[begin PROVIDED PASSAGE]
A philosophy of difference is a progressive view that at its core embraces creativity and experimentation, and abandons the quest for the discovery of truth and objectivity. It is a living philosophy in the context of a world in which there are no comprehensive true and objective statements about life. There are only perspectives.

In order to grasp this, we need to stand back and understand what it is to be a human being, an individual in a modern context, and we have to put to rest some old answers to old questions. Questions posed and answers provided during the Enlightenment: that man presides over nature, that progress is the exclusive means by which we achieve excellence, and that reason is a priori and transcendent of experience.

Deleuze’s philosophy is aimed clearly at the question of how to lead a fulfilling life, but it also breaks down the borders and walls traditional philosophy has constructed around itself over time. Deleuze’s ideas easily translate into fields such as psychology and some of the world’s spiritual wisdom traditions. Ideas from psychology, such as consciousness, meaning and narratives, and from spiritual traditions, such as Buddhism, that together support an overriding vision for how to construct a vital life, a life of unmediated experience, life as a personal work of art.

Open or Closed

Life is an exploration in creativity, not something to objectify or fear. Life evolves and is bursting with creativity, provided we open our eyes and engage in it with a spirit of acceptance and adventure. We either participate in this evolution, or we wither away.

The eternal return of difference affirms life and, in any case, is quite simply inevitable. Life progresses and the way we think and experience life transforms, regardless of whether some in society would care to admit so or not.
[end PROVIDED PASSAGE]
[begin DATA BLOCK]
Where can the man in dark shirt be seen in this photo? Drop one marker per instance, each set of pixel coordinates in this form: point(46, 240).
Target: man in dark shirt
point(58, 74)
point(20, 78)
[end DATA BLOCK]
TASK LIST:
1. Condense the paragraph in the passage on the philosophy of difference that begins "A philosophy of difference is a progressive view" into a single sentence that keeps its main facts.
2. Set down word for word the part of the passage on the philosophy of difference from "A philosophy of" up to and including "are only perspectives.".
The material above comes from a separate source.

OUTPUTS BY TASK:
1. A philosophy of difference is a progressive, living philosophy that embraces creativity and experimentation and gives up the search for truth and objectivity, since in its world there are no comprehensive true and objective statements about life, only perspectives.

2.
A philosophy of difference is a progressive view that at its core embraces creativity and experimentation, and abandons the quest for the discovery of truth and objectivity. It is a living philosophy in the context of a world in which there are no comprehensive true and objective statements about life. There are only perspectives.